> [Aim of the exercise]: Which lines of the material below contain the string "bbox", matching case exactly? Pull out each of those lines in full.

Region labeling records
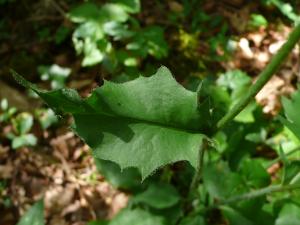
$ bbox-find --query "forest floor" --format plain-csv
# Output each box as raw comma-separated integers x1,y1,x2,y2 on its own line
0,0,300,225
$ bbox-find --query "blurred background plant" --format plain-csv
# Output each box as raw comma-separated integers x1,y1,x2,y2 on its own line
0,0,300,225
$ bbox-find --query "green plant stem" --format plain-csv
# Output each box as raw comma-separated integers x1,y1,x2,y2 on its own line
217,24,300,130
211,184,300,208
267,147,300,168
189,138,209,196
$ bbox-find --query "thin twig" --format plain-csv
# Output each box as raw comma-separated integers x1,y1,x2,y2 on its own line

> [Result of this task]:
$ bbox-find --query "forest floor" --format plain-csv
$ bbox-find --query "blurred background plant" --format plain-csv
$ bbox-find --query "green plant stem" --format plain-csv
$ bbox-find --query "thin twig" --format plain-csv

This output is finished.